READING TEXT
⟨
Feb. 22, 2018, 8:56 AM

The Watchman left atrial appendage closure device is one of the treatment options available to patients with non-valvular atrial fibrillation (AF). (photo by Joe Howell)

Since launching its program offering patients with non-valvular atrial fibrillation (AF) an alternative treatment to reduce their risk of stroke and avoiding long-term use of blood thinners, the Vanderbilt Heart and Vascular Institute (VHVI) has consistently ranked among the top centers in the country for the implantation of left atrial appendage closure (LAAC) devices.

Patients with AF, the most common form of arrhythmia, have an increased risk of stroke because blood can pool and form clots in an area of the heart called the left atrial appendage, or LAA. A clot can break free from the LAA and travel to the brain, causing a stroke.

For more than 50 years, oral blood thinners were the only intervention for reducing the incidence of stroke in AF patients.

Currently, patients have three devices to choose from: the Watchman LAAC, the Amulet device as part of the AMPLATZER Amulet IDE trial, and the Lariat closure, which is a part of the aMAZE clinical trial.
⟩
[Extracted data entries]
⟨
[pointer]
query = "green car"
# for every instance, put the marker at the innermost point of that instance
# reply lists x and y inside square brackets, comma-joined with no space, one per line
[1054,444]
⟩
REQUIRED ACTIONS
1. Condense the paragraph beginning "Patients with AF, the most common form of arrhythmia" from the article on left atrial appendage closure into a short list that keeps its main facts.
2. From the article on left atrial appendage closure, reproduce the passage that opens with the words "Currently, patients have" and closes with "aMAZE clinical trial.", swapping "three devices" for "three options".

ANSWERS TO THE EXERCISES
1.
- AF is the most common form of arrhythmia.
- Patients with AF face a higher risk of stroke.
- Blood can pool and form clots in the left atrial appendage (LAA).
- A clot that breaks free from the LAA can travel to the brain and cause a stroke.

2.
Currently, patients have three options to choose from: the Watchman LAAC, the Amulet device as part of the AMPLATZER Amulet IDE trial, and the Lariat closure, which is a part of the aMAZE clinical trial.